▶ _Record extracts_:
-*-
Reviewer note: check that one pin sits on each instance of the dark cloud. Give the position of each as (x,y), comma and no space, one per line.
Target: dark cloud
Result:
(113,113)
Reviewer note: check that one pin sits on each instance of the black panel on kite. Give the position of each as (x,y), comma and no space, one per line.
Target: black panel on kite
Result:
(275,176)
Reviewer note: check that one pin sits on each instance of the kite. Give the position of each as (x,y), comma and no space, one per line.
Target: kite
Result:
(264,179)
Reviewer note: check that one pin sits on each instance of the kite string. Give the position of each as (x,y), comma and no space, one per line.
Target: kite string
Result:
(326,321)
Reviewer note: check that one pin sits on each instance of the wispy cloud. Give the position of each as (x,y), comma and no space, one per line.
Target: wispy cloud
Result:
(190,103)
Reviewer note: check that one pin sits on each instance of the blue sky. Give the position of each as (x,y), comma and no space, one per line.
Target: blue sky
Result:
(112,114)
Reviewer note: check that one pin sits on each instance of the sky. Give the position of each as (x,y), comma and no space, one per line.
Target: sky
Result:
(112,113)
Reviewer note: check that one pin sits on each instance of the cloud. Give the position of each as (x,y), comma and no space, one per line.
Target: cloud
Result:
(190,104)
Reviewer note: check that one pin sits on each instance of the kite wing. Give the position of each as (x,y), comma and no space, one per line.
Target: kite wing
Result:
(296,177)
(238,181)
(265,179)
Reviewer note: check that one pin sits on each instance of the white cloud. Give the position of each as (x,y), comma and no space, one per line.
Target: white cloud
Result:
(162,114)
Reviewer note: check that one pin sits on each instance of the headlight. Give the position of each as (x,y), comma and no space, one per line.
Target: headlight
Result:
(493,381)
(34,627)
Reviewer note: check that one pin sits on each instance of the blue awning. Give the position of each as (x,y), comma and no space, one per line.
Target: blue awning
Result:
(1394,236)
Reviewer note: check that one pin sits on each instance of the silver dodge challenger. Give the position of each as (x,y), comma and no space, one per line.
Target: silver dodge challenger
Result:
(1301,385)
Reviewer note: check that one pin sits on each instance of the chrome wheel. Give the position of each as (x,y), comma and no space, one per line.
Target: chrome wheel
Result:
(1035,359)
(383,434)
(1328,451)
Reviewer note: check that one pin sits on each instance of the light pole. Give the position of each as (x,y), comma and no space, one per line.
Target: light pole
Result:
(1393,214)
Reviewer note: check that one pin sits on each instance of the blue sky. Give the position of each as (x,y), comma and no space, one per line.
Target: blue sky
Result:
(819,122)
-*-
▶ _Objective_: Write every line of the material above again, exactly.

▶ _Solution for this problem_:
Reviewer note: check that one pin sits on each instance of the dark cloud. Give the position of each as (x,y), comma and no space, one per line.
Target: dark cloud
Result:
(113,113)
Reviewer note: check that one pin sits on each instance of the black panel on kite. Give the position of each as (x,y), comma and no space, one per line.
Target: black panel on kite
Result:
(275,176)
Reviewer note: check that one pin sits on each instance of the kite. Give the position of each as (x,y), comma and no space, one per line.
Target: kite
Result:
(264,179)
Reviewer note: check that one pin sits on each instance of the kite string. Give the position of each as (x,y), comma and no space, one per line.
Target: kite string
Result:
(326,321)
Reviewer note: check that one pin sits on each instance of the wispy cloud. Give the position of each as (x,y), comma and no space, one per line.
Target: wispy cloud
Result:
(190,103)
Reviewer note: check that one pin sits on each instance of the blue sky. Give the position of each as (x,y), comma and no space, one per line.
Target: blue sky
Result:
(112,114)
Reviewer note: check that one pin sits on each instance of the sky. Give the position of each as (x,y), comma and no space, one per line.
Target: sky
Result:
(112,113)
Reviewer note: check that one pin sits on each instance of the cloud. Give the position of each as (x,y), comma and no space, one per line.
Target: cloud
Result:
(190,104)
Reviewer note: check that one pin sits on each instance of the kite wing. Give the position of each as (x,y), comma and no space, one per line.
Target: kite wing
Result:
(296,177)
(238,181)
(265,179)
Reviewer note: check that one pin sits on each instance of the white cloud. Give the position of each as (x,y), comma and no space, one per line.
Target: white cloud
Result:
(162,114)
Reviewer note: check that one pin sits on each instance of the headlight. Give the position of each as (x,y), comma and no space, one per line.
Target: headlight
Result:
(493,381)
(34,627)
Reviewer note: check that one pin sits on each instance of the blue awning. Give the position of each as (x,y), comma and no space, one per line.
Target: blue awning
Result:
(1394,236)
Reviewer note: check that one pin sits on each instance of the silver dodge challenger. Give the position of each as (x,y), comma and no space, one per line.
Target: silver dodge challenger
Result:
(1301,385)
Reviewer note: check that one pin sits on each instance of the chrome wheel. Give the position of each as (x,y), comma and no space, one per line.
Target: chrome wheel
Result:
(1035,359)
(383,434)
(1328,451)
Reviewer note: check that one pin sits on each instance of the light pole. Give the position of each as (x,y), comma and no space, one per line.
Target: light pole
Result:
(1393,214)
Reviewer note: check that one pin sits on each instance of the blue sky. Give the position of each as (x,y), comma and no space, one per line.
Target: blue sky
Result:
(819,122)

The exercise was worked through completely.